Directives –
A. In the plum cake text, write out again the part that opens with the words containing "It took several tries to get" and closes with "autumn you’re having.", substituting "fall" for "autumn".
B. According to the plum cake text, how long does the cake keep in an airtight tin?

It took several tries to get this right. Hopefully it will be much more straightforward for you to enjoy this cake, whatever kind of late summer or new autumn you’re having.
PLUM CARDAMOM LOAF CAKE
Serves 4 – 8, in small single half-plum squares or more generous wodges. Keeps in an airtight tin for at least 2 – 3 days; if your home is very warm, it may be better off in the fridge.
Halved from Smitten Kitchen. This is adapted to work in a loaf tin and a UK kitchen: I used a little more flour and a bit less butter and sugar in the batter. If you’re baking in the U.S., it would be most prudent to halve the source recipe (viz. 1/2 cup AP flour, 6 tbsp granulated sugar, 4 tbsp unsalted butter, etc).
It took several tries to successfully adapt this to loaf form but it was worth it. Also, I’ve had to adjust my cake technique to cope with this fake bullshit summer (it gets very humid on my little island) and there are extra notes to reflect this.
1/2 teaspoon whole cardamom seeds (from 15 – 20 pods), or packed 1/2 tsp ready-ground cardamom
1/8 tsp ground ginger
1/8 tsp ground cinnamon
1/2 to 1 tbsp granulated sugar, less if your fruit is very sweet
Small pinch of salt
3 – 4 plums, halved and pitted, any stage of ripeness (taste a sliver to determine sweetness)

Supplied information –
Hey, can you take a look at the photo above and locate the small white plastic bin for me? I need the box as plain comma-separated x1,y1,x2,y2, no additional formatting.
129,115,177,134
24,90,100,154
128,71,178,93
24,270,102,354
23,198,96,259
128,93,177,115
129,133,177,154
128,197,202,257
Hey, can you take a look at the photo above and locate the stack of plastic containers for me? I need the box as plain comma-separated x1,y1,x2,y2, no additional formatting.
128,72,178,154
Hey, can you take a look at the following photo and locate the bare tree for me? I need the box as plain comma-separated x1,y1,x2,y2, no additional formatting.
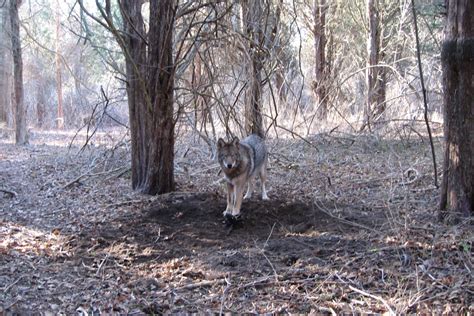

Full answers –
A.
It took several tries to get this right. Hopefully it will be much more straightforward for you to enjoy this cake, whatever kind of late summer or new fall you’re having.

B. At least 2 – 3 days.